(Required work) Would you please transcribe, exactly as written, the lines of the entries below starting at the one that holds "112, row 268." and ending at the one that holds "229, row 219.", both included?
── Provided entries
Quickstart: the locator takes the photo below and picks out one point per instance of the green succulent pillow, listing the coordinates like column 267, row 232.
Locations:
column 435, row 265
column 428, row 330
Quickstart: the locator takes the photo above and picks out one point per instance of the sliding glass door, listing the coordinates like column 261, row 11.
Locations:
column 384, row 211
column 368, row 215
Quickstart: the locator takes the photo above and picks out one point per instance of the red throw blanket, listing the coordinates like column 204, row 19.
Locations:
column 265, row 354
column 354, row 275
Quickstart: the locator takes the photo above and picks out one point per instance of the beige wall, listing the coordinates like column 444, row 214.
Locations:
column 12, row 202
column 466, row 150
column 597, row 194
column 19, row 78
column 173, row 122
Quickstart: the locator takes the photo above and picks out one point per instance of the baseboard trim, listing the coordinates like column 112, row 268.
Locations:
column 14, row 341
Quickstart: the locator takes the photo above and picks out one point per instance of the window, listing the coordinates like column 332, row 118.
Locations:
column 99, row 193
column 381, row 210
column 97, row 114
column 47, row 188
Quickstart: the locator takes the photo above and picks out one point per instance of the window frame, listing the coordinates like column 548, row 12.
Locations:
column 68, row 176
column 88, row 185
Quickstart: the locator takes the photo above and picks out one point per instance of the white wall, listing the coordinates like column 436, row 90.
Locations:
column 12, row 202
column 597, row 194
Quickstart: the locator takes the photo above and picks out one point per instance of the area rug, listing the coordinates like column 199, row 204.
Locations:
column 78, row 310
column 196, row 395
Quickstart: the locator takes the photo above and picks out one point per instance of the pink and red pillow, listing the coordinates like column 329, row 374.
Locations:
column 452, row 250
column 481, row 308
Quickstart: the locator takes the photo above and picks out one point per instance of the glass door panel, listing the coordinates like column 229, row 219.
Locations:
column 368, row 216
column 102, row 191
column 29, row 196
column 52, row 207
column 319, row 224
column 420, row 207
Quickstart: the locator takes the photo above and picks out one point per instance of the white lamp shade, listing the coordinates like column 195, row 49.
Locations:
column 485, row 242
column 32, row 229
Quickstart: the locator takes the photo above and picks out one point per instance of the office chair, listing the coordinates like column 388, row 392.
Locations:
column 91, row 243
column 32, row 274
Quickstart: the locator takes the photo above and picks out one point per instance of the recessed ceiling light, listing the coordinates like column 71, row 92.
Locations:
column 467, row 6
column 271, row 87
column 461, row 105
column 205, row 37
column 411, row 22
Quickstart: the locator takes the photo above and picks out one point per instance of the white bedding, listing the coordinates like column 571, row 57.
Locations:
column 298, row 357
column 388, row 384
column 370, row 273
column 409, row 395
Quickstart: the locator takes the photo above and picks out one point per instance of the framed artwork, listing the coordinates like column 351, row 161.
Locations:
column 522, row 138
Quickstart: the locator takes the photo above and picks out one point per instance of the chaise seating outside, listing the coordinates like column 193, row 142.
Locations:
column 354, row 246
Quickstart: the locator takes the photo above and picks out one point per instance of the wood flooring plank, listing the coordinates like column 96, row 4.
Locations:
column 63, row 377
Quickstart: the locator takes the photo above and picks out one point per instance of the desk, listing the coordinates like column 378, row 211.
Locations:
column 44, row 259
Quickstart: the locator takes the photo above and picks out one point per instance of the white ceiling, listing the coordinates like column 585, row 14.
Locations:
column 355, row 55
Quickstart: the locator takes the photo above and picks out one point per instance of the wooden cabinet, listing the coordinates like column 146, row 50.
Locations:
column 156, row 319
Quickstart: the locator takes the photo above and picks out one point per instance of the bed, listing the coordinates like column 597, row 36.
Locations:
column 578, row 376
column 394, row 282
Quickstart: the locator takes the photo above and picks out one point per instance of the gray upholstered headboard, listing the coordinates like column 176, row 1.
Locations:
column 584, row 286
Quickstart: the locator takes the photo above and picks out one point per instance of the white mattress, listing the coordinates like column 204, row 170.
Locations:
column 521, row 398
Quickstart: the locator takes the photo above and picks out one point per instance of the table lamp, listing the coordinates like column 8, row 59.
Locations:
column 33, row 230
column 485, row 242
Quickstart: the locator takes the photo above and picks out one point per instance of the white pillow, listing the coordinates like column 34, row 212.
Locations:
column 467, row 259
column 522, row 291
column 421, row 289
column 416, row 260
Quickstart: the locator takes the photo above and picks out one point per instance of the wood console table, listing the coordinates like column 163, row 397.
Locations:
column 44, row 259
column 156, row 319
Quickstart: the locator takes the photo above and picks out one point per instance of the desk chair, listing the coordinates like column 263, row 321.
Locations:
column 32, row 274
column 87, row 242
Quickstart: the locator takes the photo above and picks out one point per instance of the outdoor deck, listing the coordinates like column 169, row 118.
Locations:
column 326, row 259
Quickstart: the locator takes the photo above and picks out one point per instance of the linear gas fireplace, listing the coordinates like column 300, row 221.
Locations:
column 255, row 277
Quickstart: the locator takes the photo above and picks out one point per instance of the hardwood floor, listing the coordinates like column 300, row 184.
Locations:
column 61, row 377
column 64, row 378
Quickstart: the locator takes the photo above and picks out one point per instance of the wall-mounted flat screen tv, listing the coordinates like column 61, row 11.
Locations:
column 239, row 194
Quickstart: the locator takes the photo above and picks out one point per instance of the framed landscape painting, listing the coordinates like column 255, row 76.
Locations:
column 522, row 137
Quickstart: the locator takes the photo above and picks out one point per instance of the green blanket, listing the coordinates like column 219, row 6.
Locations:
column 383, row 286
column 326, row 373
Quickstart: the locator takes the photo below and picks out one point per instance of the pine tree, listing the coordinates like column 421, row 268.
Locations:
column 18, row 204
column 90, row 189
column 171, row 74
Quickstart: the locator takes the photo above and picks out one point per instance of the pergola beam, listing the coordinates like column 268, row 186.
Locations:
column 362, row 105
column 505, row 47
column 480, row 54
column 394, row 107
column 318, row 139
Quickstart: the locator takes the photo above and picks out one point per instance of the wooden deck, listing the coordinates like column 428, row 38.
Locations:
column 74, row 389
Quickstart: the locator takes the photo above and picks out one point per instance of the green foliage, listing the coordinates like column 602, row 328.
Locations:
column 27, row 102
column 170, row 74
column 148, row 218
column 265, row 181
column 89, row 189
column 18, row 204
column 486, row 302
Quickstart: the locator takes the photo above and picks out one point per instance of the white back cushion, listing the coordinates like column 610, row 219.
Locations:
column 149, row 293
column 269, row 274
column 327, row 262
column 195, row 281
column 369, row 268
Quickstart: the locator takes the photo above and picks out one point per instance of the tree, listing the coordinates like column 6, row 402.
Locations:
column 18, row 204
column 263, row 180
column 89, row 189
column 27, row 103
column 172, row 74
────
(Exercise solution)
Quickstart: the locator takes the photo above and picks out one point per instance of the baseboard trim, listing the coordinates like column 112, row 268.
Locations:
column 14, row 341
Quickstart: the locator takes the photo above and picks out one point per instance of the window, listing the coordinates like column 332, row 118.
Locations:
column 99, row 193
column 381, row 210
column 97, row 114
column 47, row 188
Quickstart: the locator takes the photo above and picks out one point per instance of the window frame, listing the coordinates like column 548, row 12.
Locations:
column 68, row 176
column 88, row 185
Quickstart: the locator takes the photo above and picks out one point per instance of the white wall, listing the coordinates like column 436, row 90.
Locations:
column 12, row 202
column 597, row 194
Quickstart: the locator takes the photo above and picks out one point per instance of the area rug, listing the coordinates like column 199, row 204.
Locations:
column 78, row 310
column 196, row 395
Quickstart: the locator takes the photo above and picks out one point per instance of the pink and red pillow, listing the coordinates like column 329, row 374.
Locations:
column 452, row 250
column 481, row 308
Quickstart: the locator takes the photo above and picks out one point per instance of the glass door panel, listing the coordinates like column 229, row 219.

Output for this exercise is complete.